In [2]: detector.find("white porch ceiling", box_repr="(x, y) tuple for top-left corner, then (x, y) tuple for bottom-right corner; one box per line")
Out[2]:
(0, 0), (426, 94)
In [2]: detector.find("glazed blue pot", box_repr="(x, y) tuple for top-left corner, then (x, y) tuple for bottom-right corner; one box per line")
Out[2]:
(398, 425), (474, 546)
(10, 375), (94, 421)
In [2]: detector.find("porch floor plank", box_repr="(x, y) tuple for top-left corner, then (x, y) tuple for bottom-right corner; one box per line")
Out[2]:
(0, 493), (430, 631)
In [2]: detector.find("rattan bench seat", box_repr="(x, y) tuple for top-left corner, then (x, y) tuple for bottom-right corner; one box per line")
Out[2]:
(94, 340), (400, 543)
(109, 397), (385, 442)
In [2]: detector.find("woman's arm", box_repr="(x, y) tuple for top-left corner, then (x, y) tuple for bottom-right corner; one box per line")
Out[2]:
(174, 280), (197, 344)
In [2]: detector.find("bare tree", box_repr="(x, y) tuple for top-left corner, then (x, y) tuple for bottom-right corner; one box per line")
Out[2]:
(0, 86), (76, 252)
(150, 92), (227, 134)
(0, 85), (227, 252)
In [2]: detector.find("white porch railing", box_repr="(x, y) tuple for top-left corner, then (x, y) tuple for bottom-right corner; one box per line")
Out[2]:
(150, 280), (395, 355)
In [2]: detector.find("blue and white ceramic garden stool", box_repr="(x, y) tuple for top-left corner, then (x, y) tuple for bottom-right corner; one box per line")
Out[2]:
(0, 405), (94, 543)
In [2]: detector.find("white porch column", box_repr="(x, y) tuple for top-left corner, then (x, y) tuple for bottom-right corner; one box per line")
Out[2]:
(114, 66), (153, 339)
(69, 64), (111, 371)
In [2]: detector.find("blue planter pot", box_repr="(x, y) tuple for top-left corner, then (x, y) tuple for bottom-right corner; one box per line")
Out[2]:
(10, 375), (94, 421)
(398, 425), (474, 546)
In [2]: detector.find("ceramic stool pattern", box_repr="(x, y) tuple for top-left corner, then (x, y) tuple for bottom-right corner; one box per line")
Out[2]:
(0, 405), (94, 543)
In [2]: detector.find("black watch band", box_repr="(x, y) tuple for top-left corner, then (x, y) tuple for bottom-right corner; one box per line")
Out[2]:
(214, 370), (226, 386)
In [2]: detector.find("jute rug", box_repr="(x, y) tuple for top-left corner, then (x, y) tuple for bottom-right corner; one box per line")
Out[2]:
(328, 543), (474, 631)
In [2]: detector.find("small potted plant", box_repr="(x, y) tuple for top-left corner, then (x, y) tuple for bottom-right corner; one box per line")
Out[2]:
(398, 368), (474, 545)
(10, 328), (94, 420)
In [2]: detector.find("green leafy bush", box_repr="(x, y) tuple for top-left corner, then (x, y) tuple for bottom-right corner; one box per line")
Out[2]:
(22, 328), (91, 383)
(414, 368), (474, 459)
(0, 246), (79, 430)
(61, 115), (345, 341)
◆ ◆ ◆
Reproduce the records from the start through the line containing "(0, 0), (426, 94)", requests included, and increase every coordinate in the answers by 10.

### [TASK RESULT]
In [2]: detector.find("white porch ceiling", box_repr="(x, y) tuple for top-left corner, then (x, y) tuple for bottom-right corner; one box per line")
Out[2]:
(10, 10), (436, 104)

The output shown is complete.